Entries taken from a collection
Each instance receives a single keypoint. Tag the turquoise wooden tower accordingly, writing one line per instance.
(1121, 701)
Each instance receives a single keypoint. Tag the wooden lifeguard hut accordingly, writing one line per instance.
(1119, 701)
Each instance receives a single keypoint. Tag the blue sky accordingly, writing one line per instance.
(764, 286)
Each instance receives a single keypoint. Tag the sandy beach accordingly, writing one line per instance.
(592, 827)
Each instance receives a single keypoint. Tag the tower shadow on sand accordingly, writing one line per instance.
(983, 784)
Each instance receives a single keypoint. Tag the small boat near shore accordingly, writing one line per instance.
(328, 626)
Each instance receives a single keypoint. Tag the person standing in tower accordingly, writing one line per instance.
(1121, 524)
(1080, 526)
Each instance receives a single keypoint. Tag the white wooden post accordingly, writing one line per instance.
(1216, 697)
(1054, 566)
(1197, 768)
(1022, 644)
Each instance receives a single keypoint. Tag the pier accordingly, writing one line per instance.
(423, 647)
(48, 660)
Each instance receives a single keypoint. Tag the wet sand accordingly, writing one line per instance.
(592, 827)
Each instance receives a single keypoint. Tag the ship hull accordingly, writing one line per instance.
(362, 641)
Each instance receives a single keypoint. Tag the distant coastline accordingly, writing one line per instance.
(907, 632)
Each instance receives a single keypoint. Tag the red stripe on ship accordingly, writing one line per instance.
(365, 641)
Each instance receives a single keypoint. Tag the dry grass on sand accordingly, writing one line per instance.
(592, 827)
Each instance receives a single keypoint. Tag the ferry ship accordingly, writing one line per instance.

Activity
None of the lines above may be skipped. Transcribe each one exactly.

Exercise answer
Each instance receives a single keypoint. Tag the turquoise wooden tower accordingly, writing one line per instance.
(1121, 701)
Each instance receives a single keypoint. Tag the wooden lifeguard hut accordingly, writing one line per instance.
(1119, 701)
Each instance receives a single keypoint. Tag the blue sky accordingly, writing one line per instance.
(764, 286)
Each instance receives a single keypoint. Tag the sandy beach accordingly, writing one line per instance.
(592, 827)
Each instance receives a single keypoint. Tag the tower shadow on sand accordingly, writing one line per instance.
(983, 784)
Each instance receives a single keypoint. Tag the small boat near shore accordingly, writing one line per instance.
(328, 626)
Each instance receives a single keypoint. Tag the person standing in tower accordingly, writing one line per instance.
(1121, 524)
(1080, 526)
Each instance receives a single keypoint. Tag the white wooden post accordingly, writing one line per instance.
(1216, 697)
(1054, 566)
(1197, 768)
(1022, 644)
Each instance receives a single keypoint. Tag the pier accordingly, writing one line per instance.
(423, 647)
(48, 660)
Each instance receives a single keypoint. Tag the wet sand accordingly, writing one line per instance.
(592, 827)
Each instance receives a single keypoint. Tag the ship hull accordingly, writing one line per instance.
(362, 641)
Each instance receives a single keypoint. Tag the distant coastline accordingly, writing one line per instance.
(907, 632)
Each instance receives a single keypoint. Tag the red stripe on ship accordingly, writing one line per instance.
(365, 641)
Each instance receives a single keypoint. Tag the dry grass on sand accordingly, writing one line per instance.
(592, 827)
Each instance receives a single keypoint. Tag the ferry ship accordingly, writing one line per instance.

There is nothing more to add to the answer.